**Aim of the exercise**
Give back the listing word for word, from top to bottom.

**Data extracts**

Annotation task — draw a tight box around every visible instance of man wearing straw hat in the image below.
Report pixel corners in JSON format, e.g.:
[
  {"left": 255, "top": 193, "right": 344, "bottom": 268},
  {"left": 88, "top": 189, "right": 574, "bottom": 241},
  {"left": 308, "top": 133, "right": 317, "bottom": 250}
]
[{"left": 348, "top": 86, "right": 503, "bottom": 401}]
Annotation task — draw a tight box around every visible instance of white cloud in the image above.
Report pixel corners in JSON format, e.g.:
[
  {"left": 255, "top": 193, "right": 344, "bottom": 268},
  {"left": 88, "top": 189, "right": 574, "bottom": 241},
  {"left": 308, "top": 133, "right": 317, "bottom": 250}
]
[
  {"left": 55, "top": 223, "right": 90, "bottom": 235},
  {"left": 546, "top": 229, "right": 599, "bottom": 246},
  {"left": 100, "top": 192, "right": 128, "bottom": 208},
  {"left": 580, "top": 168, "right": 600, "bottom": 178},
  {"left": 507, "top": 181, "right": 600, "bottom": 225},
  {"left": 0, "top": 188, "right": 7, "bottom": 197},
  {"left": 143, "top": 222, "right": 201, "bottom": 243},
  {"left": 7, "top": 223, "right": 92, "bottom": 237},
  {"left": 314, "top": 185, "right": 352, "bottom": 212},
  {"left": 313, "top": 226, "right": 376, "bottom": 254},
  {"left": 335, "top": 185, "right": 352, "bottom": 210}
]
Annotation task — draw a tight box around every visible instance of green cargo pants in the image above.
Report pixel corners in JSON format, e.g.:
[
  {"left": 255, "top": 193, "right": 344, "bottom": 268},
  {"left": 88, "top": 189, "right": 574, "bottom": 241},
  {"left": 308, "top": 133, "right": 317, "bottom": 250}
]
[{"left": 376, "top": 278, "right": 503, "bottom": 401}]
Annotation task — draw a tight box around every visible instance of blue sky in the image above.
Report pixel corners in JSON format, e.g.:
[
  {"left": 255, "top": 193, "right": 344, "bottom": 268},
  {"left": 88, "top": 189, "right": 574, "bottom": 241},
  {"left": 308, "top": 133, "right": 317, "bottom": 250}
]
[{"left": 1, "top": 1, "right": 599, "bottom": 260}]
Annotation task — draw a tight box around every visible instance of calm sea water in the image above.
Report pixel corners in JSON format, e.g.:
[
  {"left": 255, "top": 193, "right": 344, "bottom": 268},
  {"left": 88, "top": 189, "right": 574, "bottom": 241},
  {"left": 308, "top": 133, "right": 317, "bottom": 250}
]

**Reply to the task**
Annotation task — draw a tight box around every visible instance of man wearing straw hat in the image below.
Report pixel corners in JSON format, e.g.:
[
  {"left": 255, "top": 193, "right": 344, "bottom": 268},
  {"left": 88, "top": 189, "right": 574, "bottom": 241},
  {"left": 308, "top": 133, "right": 317, "bottom": 250}
]
[{"left": 348, "top": 86, "right": 503, "bottom": 401}]
Annotation task — draw a tight box around every visible instance of white cloud in the image above.
Report pixel corners in JSON format, e.g.:
[
  {"left": 255, "top": 193, "right": 344, "bottom": 268},
  {"left": 88, "top": 189, "right": 574, "bottom": 241},
  {"left": 308, "top": 133, "right": 317, "bottom": 250}
]
[
  {"left": 55, "top": 223, "right": 90, "bottom": 235},
  {"left": 546, "top": 229, "right": 599, "bottom": 246},
  {"left": 100, "top": 192, "right": 128, "bottom": 208},
  {"left": 580, "top": 168, "right": 600, "bottom": 178},
  {"left": 507, "top": 181, "right": 600, "bottom": 225},
  {"left": 0, "top": 188, "right": 7, "bottom": 197},
  {"left": 143, "top": 222, "right": 201, "bottom": 243},
  {"left": 7, "top": 223, "right": 92, "bottom": 237},
  {"left": 314, "top": 185, "right": 352, "bottom": 212},
  {"left": 313, "top": 226, "right": 376, "bottom": 254},
  {"left": 335, "top": 185, "right": 352, "bottom": 210}
]
Annotation task — draw a tight box around every visible instance of green cargo pants in the image above.
Report pixel corners in JSON format, e.g.:
[
  {"left": 255, "top": 193, "right": 344, "bottom": 268},
  {"left": 88, "top": 189, "right": 574, "bottom": 241},
  {"left": 308, "top": 133, "right": 317, "bottom": 250}
]
[{"left": 376, "top": 278, "right": 503, "bottom": 401}]
Annotation task — draw a tight box around every visible instance of blue sky in the image above.
Report pixel corners in JSON format, e.g.:
[
  {"left": 255, "top": 193, "right": 344, "bottom": 268},
  {"left": 88, "top": 189, "right": 574, "bottom": 241},
  {"left": 308, "top": 133, "right": 317, "bottom": 250}
]
[{"left": 1, "top": 1, "right": 599, "bottom": 260}]
Annotation task — draw a tight box around every visible instance of calm sea water in the image above.
Report pixel corners in JSON format, e.g.:
[
  {"left": 255, "top": 193, "right": 344, "bottom": 268},
  {"left": 88, "top": 189, "right": 574, "bottom": 241},
  {"left": 308, "top": 133, "right": 317, "bottom": 250}
]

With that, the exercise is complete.